● Exercise:
Find how many lines of the records hold the string "inside" and reply with only that total.
____
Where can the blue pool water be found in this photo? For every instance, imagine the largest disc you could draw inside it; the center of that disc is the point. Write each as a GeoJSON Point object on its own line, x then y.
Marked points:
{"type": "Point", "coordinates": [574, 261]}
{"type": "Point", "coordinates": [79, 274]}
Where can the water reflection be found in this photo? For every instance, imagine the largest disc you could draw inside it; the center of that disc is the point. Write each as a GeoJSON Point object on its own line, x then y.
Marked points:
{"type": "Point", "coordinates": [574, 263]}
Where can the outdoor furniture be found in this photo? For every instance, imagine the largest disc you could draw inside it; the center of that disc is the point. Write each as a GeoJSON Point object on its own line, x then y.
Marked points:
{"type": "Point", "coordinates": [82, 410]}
____
● Exercise answer:
3